* [Task description]: Reproduce all of the records below, changing every "negative clicks" to "exclusion clicks" and leaving everything else unchanged.

┄┄┄┄┄┄┄┄┄┄┄┄┄┄┄┄┄┄┄┄

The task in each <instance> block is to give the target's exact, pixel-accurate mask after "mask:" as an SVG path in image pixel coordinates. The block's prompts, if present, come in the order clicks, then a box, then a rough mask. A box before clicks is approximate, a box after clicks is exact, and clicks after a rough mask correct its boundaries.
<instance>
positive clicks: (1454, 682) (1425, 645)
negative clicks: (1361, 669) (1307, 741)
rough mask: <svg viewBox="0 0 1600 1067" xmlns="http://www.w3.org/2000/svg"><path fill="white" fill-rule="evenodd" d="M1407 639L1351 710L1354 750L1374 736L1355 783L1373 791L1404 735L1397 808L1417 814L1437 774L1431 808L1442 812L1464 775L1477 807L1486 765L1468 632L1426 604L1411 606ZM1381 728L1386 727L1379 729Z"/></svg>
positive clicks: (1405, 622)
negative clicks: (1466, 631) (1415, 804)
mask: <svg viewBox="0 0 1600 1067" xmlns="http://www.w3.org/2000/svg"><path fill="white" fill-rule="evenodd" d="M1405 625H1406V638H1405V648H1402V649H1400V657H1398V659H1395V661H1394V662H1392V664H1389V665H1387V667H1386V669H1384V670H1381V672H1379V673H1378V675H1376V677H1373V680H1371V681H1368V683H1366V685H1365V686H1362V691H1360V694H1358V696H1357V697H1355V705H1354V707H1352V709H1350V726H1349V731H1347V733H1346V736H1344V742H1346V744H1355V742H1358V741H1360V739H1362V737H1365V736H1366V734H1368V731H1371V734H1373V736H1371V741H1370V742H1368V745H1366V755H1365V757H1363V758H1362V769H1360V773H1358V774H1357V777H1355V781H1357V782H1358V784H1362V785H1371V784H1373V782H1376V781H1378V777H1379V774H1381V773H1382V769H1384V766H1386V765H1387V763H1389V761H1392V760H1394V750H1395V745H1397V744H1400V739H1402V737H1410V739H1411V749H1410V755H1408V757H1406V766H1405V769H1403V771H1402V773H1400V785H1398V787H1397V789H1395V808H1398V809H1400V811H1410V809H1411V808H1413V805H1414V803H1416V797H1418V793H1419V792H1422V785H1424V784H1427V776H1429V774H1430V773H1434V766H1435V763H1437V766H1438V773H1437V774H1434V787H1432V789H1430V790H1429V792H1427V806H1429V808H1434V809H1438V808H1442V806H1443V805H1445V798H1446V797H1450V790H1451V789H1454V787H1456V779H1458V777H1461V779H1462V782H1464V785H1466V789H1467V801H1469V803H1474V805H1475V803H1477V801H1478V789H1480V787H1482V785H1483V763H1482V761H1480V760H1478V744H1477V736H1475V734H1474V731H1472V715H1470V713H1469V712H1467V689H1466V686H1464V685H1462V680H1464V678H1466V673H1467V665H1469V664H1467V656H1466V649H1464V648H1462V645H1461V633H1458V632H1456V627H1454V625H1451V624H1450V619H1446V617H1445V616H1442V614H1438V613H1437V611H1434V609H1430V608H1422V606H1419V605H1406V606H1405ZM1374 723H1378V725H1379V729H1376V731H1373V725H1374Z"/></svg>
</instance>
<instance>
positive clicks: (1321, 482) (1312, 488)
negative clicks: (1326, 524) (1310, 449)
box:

┄┄┄┄┄┄┄┄┄┄┄┄┄┄┄┄┄┄┄┄

* [Exercise output]:
The task in each <instance> block is to give the target's exact, pixel-accurate mask after "mask:" as an SVG path in image pixel coordinates. The block's prompts, if present, come in the order clicks, then a box, then a rough mask. A box before clicks is approximate, a box after clicks is exact, and clicks after a rough mask correct its boundaries.
<instance>
positive clicks: (1454, 682) (1425, 645)
exclusion clicks: (1361, 669) (1307, 741)
rough mask: <svg viewBox="0 0 1600 1067" xmlns="http://www.w3.org/2000/svg"><path fill="white" fill-rule="evenodd" d="M1407 639L1351 710L1354 750L1374 736L1355 783L1373 791L1404 735L1397 808L1417 814L1437 774L1431 808L1442 812L1464 775L1477 807L1486 765L1468 632L1426 604L1411 606ZM1381 728L1386 727L1379 729Z"/></svg>
positive clicks: (1405, 622)
exclusion clicks: (1466, 631) (1415, 804)
mask: <svg viewBox="0 0 1600 1067" xmlns="http://www.w3.org/2000/svg"><path fill="white" fill-rule="evenodd" d="M1405 625H1406V638H1405V648H1402V649H1400V657H1398V659H1395V661H1394V662H1392V664H1389V665H1387V667H1386V669H1384V670H1381V672H1379V673H1378V675H1376V677H1373V680H1371V681H1368V683H1366V685H1365V686H1362V691H1360V694H1358V696H1357V697H1355V705H1354V707H1352V709H1350V726H1349V731H1347V733H1346V736H1344V742H1346V744H1355V742H1358V741H1360V739H1362V737H1365V736H1366V734H1368V731H1371V734H1373V736H1371V741H1370V742H1368V745H1366V755H1365V757H1363V758H1362V769H1360V773H1358V774H1357V777H1355V781H1357V782H1358V784H1362V785H1371V784H1373V782H1376V781H1378V777H1379V774H1381V773H1382V769H1384V766H1386V765H1387V763H1389V761H1392V760H1394V750H1395V745H1397V744H1400V739H1402V737H1410V739H1411V749H1410V755H1408V757H1406V766H1405V769H1403V771H1402V773H1400V785H1398V787H1397V789H1395V808H1398V809H1400V811H1410V809H1411V808H1413V805H1414V803H1416V797H1418V793H1419V792H1422V785H1424V784H1427V776H1429V774H1430V773H1434V766H1435V763H1437V766H1438V773H1437V774H1434V787H1432V789H1430V790H1429V792H1427V806H1429V808H1434V809H1438V808H1442V806H1443V805H1445V798H1446V797H1450V790H1451V789H1454V787H1456V779H1458V777H1461V779H1462V782H1464V785H1466V789H1467V801H1469V803H1474V805H1475V803H1477V801H1478V789H1480V787H1482V785H1483V763H1482V761H1480V760H1478V744H1477V736H1475V734H1474V731H1472V715H1470V713H1469V712H1467V689H1466V686H1464V685H1462V680H1464V678H1466V673H1467V665H1469V664H1467V656H1466V649H1464V648H1462V645H1461V633H1458V632H1456V627H1454V625H1451V624H1450V619H1446V617H1445V616H1442V614H1438V613H1437V611H1434V609H1430V608H1422V606H1419V605H1406V606H1405ZM1374 723H1378V725H1379V729H1376V731H1373V725H1374Z"/></svg>
</instance>
<instance>
positive clicks: (1321, 482) (1312, 488)
exclusion clicks: (1326, 524) (1310, 449)
box:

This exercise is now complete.